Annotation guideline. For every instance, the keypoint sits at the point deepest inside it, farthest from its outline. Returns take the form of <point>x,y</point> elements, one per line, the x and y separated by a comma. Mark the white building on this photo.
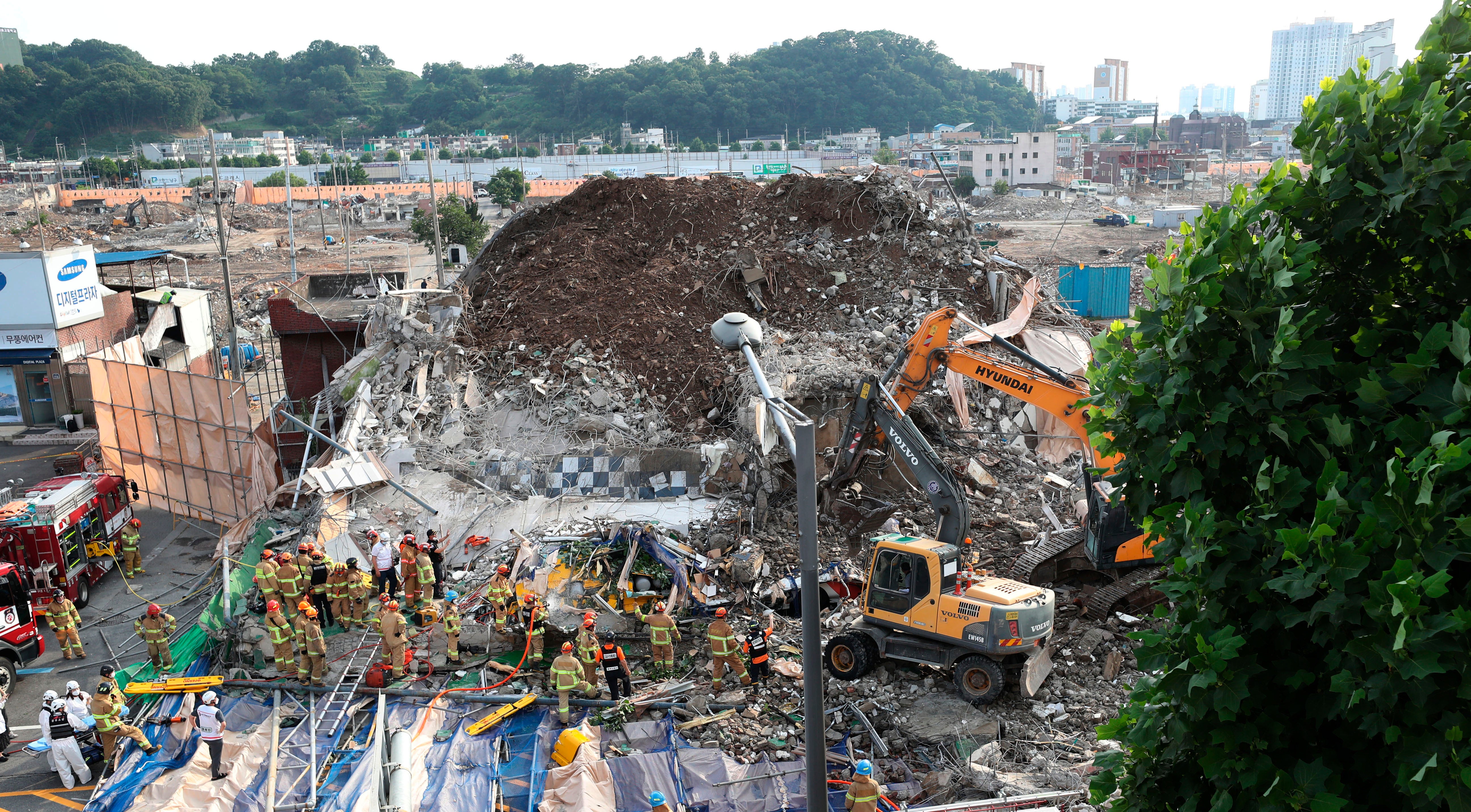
<point>1257,104</point>
<point>1217,99</point>
<point>1189,99</point>
<point>1032,77</point>
<point>1302,56</point>
<point>1027,160</point>
<point>1374,43</point>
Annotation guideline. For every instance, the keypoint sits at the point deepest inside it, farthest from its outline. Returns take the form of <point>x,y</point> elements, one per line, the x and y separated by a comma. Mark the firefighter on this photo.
<point>758,646</point>
<point>424,574</point>
<point>106,710</point>
<point>724,652</point>
<point>533,618</point>
<point>314,657</point>
<point>395,637</point>
<point>588,648</point>
<point>452,629</point>
<point>131,558</point>
<point>501,595</point>
<point>357,590</point>
<point>863,794</point>
<point>437,561</point>
<point>65,621</point>
<point>338,593</point>
<point>567,677</point>
<point>321,568</point>
<point>282,636</point>
<point>615,667</point>
<point>408,567</point>
<point>663,633</point>
<point>289,580</point>
<point>265,579</point>
<point>155,629</point>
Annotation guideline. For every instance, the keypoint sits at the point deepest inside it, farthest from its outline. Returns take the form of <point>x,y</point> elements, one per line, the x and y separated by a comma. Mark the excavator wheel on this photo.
<point>980,680</point>
<point>851,657</point>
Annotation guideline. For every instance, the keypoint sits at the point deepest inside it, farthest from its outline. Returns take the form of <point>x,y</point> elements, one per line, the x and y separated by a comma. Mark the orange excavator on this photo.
<point>1108,554</point>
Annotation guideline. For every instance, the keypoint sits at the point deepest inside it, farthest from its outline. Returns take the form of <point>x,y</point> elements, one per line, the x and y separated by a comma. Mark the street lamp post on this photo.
<point>739,331</point>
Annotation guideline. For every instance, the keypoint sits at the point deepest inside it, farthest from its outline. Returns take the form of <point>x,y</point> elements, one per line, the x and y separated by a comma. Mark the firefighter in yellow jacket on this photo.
<point>724,652</point>
<point>567,677</point>
<point>64,620</point>
<point>155,629</point>
<point>663,635</point>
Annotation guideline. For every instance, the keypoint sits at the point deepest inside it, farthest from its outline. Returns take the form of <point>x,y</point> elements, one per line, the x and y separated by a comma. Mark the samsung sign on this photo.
<point>61,284</point>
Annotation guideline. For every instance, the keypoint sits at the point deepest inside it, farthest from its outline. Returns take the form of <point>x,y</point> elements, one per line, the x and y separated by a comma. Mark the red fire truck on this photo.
<point>62,535</point>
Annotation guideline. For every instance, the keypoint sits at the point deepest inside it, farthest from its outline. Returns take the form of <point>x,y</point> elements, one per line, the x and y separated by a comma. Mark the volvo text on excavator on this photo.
<point>1108,554</point>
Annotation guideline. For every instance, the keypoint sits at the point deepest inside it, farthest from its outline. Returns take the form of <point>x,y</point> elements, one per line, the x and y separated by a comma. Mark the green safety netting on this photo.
<point>198,641</point>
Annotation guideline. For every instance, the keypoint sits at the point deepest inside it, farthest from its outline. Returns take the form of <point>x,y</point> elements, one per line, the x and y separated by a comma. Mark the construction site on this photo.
<point>557,416</point>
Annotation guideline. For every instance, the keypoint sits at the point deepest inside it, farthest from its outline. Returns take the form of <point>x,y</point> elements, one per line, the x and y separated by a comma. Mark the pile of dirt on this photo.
<point>644,265</point>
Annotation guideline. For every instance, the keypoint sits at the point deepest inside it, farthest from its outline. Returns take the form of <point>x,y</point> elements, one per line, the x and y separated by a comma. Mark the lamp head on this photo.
<point>733,329</point>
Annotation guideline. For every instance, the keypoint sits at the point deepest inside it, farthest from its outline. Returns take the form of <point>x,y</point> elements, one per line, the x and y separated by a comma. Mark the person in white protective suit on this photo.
<point>59,729</point>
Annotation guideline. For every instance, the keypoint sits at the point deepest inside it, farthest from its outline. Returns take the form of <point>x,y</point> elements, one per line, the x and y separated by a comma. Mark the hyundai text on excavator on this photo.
<point>911,607</point>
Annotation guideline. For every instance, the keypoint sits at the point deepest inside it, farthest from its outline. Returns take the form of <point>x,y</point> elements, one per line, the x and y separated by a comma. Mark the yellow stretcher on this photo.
<point>179,685</point>
<point>502,714</point>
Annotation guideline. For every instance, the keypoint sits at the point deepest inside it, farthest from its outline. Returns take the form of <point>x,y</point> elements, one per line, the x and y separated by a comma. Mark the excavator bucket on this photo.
<point>1036,672</point>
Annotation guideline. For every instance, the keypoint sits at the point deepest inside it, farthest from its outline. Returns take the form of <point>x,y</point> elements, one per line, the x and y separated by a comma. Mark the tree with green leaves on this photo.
<point>508,186</point>
<point>1294,410</point>
<point>278,180</point>
<point>460,223</point>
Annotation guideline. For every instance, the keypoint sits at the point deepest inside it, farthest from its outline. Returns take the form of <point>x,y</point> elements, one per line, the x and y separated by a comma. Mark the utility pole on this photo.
<point>224,264</point>
<point>435,211</point>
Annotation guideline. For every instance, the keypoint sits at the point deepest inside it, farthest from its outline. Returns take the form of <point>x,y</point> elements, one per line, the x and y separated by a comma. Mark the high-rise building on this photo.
<point>1257,105</point>
<point>9,48</point>
<point>1032,77</point>
<point>1189,99</point>
<point>1219,99</point>
<point>1111,80</point>
<point>1302,56</point>
<point>1374,43</point>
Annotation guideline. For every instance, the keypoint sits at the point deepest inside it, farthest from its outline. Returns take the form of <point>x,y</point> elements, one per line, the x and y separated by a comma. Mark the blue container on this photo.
<point>1095,292</point>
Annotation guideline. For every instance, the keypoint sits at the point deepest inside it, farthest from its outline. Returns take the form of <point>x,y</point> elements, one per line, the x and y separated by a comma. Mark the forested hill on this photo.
<point>839,80</point>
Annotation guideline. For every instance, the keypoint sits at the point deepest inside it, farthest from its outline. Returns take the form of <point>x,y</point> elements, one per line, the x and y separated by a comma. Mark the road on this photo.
<point>173,554</point>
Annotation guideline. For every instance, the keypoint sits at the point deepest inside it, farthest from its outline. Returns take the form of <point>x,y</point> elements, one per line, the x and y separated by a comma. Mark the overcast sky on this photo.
<point>1166,46</point>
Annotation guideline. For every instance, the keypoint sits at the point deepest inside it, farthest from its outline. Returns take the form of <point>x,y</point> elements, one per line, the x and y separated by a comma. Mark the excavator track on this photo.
<point>1133,588</point>
<point>1041,560</point>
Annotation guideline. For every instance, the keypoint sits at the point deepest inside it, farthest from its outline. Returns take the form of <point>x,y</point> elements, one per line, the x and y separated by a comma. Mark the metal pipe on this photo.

_Directive_. Rewrite all the records with "keypoint" replaced by "anchor point" everywhere it occurs, changing nothing else, and omit the pictures.

_Exercise solution_.
Annotation guideline. For every instance, the anchor point sits at the point deepest inside it, farthest from its outline. Returns take the form of <point>x,y</point> elements, one per line, the x and y separated by a comma. Mark the white building on this photo.
<point>1257,104</point>
<point>1217,99</point>
<point>1189,99</point>
<point>1032,77</point>
<point>1302,56</point>
<point>1027,160</point>
<point>1374,43</point>
Annotation guideline. For every instance, the anchor point sits at the point deepest inside it, farthest from its outline. Returns take the form of <point>x,y</point> elements, one per line, the x and y separated by a comma. Mark the firefighter on this photo.
<point>758,646</point>
<point>424,574</point>
<point>106,710</point>
<point>724,652</point>
<point>533,618</point>
<point>314,657</point>
<point>395,637</point>
<point>588,648</point>
<point>452,629</point>
<point>131,558</point>
<point>501,595</point>
<point>357,590</point>
<point>863,794</point>
<point>437,561</point>
<point>65,621</point>
<point>338,593</point>
<point>567,677</point>
<point>321,568</point>
<point>282,636</point>
<point>615,667</point>
<point>408,567</point>
<point>663,633</point>
<point>289,580</point>
<point>265,579</point>
<point>155,629</point>
Annotation guideline. For every instance, the anchor point sits at the point deepest inside it, farthest from its outline. Returns take the form of <point>x,y</point> elements, one per line, the x and y separated by a comma. Mark the excavator wheel on this photo.
<point>980,680</point>
<point>851,657</point>
Annotation guideline. For every instance, the anchor point sits at the point deepest inside it, farthest from its outline. Returns take the form of <point>x,y</point> elements, one per line, the x and y separated by a comma. Mark the orange excavator on this photo.
<point>1108,554</point>
Annotation guideline. For every instance, the anchor point sits at the point deepest inside it, farthest from its outline. Returns take the form of <point>x,y</point> elements, one per line, the x and y separated by a comma. Mark the street lamp post on this photo.
<point>739,331</point>
Annotation guideline. For every instance, the anchor point sits at the point deepest inside it, farthest from its outline. Returns take the form of <point>x,y</point> elements, one per line, the x and y separated by a comma. Mark the firefighter in yellow jacket on this photo.
<point>724,652</point>
<point>567,677</point>
<point>64,620</point>
<point>155,629</point>
<point>663,635</point>
Annotation guideline. For every instance, the anchor point sits at the point deepest inside it, farthest from its outline. Returns take the form of <point>x,y</point> elements, one per line, the x and y separated by a comma. Mark the samsung sign on this photo.
<point>61,284</point>
Annotation guideline. For every instance, the anchor point sits at the point deepest inside it, farthest from its outline. Returns take the form of <point>x,y</point> elements, one per line, the x and y separated by a comma. Mark the red fire truck on this photo.
<point>62,535</point>
Annotation guideline. For every instance, the anchor point sits at the point deepest inside it, farthest from its outline. Returns take the form of <point>x,y</point> elements, one per line, the x and y separated by a comma. Mark the volvo text on excavator on this photo.
<point>1108,554</point>
Annotation guideline. For every instance, the anchor point sits at the point deepest inside it, farthest from its outline. Returns take the form of <point>x,y</point> elements, one per line, the x and y separated by a comma. Mark the green safety netting on this photo.
<point>198,641</point>
Annotation guideline. For every instance, the anchor point sits at the point deepest inside it, farthest from its outline. Returns take the form of <point>x,y</point> elements, one per line, the x and y separated by a comma. Mark the construction site on this photo.
<point>557,416</point>
Annotation guideline. For every instance, the anchor point sits at the point deepest inside it, farthest from its outline. Returns take the form of <point>x,y</point> elements, one per line, the x and y separated by a comma. Mark the pile of dirt on this photo.
<point>644,265</point>
Annotation guideline. For every instance, the anchor point sits at the point deepest inside it, farthest from its outline. Returns take the form of <point>x,y</point> elements, one per line, the x and y separated by a comma. Mark the lamp head on this photo.
<point>733,329</point>
Annotation guideline. For every instance, the anchor point sits at the point deepest inside it, farthest from its outline. Returns take the form of <point>x,y</point> elements, one per line, the x and y separated by a comma. Mark the person in white protective suit on this photo.
<point>59,729</point>
Annotation guideline. For every instance, the anchor point sits at the point deepest inside it, farthest from its outline. Returns take the form of <point>x,y</point> elements, one per line, the x and y separated by a comma. Mark the hyundai text on excavator on this photo.
<point>911,607</point>
Annotation guideline. For every instance, the anchor point sits at the point deepest inside it, farthest from its outline. Returns take the form of <point>x,y</point> elements, one per line, the x and y separated by a comma. Mark the yellow stretcher on this photo.
<point>179,685</point>
<point>502,714</point>
Annotation guideline. For every instance, the anchor point sits at the point deepest inside it, farthest from its outline. Returns take the form of <point>x,y</point> elements, one per line, the x and y separated by a comma. Mark the excavator bucket on this photo.
<point>1036,672</point>
Annotation guideline. For every instance, the anchor point sits at the point deepest inside it, farthest from its outline. Returns take the form of <point>x,y</point> elements, one per line, the x and y separated by a comma. Mark the tree with green leaves on this photo.
<point>508,186</point>
<point>1294,410</point>
<point>278,180</point>
<point>460,223</point>
Annotation guideline. For every instance, the anchor point sits at the point deepest inside it, farthest from its outline. Returns take the form of <point>x,y</point> elements, one per line, the x and y separated by a comma. Mark the utility pole on this photo.
<point>224,264</point>
<point>435,211</point>
Annotation guideline. For every instance, the anchor point sits at the point deepest inside it, farthest from its outline. Returns take the form of <point>x,y</point> elements, one per line, the x and y separated by a comma. Mark the high-rise building on this photo.
<point>1257,105</point>
<point>9,48</point>
<point>1032,77</point>
<point>1189,99</point>
<point>1219,99</point>
<point>1111,80</point>
<point>1302,56</point>
<point>1374,43</point>
Annotation guideline. For every instance, the anchor point sits at the point deepest inside it, farthest from its outline. Returns take the form of <point>x,y</point> elements, one per line, the x and y separated by a comma. Mark the blue container on this photo.
<point>1095,292</point>
Annotation guideline. For every instance, the anchor point sits at the point deepest inside it, farthest from its outline. Returns take the form of <point>x,y</point> elements, one per line, the x and y separated by a comma. Mark the forested hill on this photo.
<point>839,80</point>
Annotation guideline. For every instance, the anchor point sits at the point deepest inside it, farthest from its outline. Returns take the form of <point>x,y</point> elements, one per line, the x and y separated by a comma. Mark the road on this photo.
<point>173,554</point>
Annotation guideline. For every instance, the anchor point sits at the point deepest inside it, farthest from its outline. Returns take the form of <point>x,y</point> elements, one per line, the x and y separated by a comma. Mark the overcast sky on this photo.
<point>1166,46</point>
Annotation guideline. For every instance, the anchor point sits at the point deepest inside it, farthest from its outline. Returns take the form of <point>x,y</point> elements, one per line, the x and y separated by a comma. Mark the excavator track on this photo.
<point>1133,588</point>
<point>1041,560</point>
Annotation guideline. For every instance, the anchor point sits at the point deepest inside it, farthest from its outline. Returns take the form of <point>x,y</point> elements, one per line, the x and y separated by a comma. Mark the metal pipe on this photo.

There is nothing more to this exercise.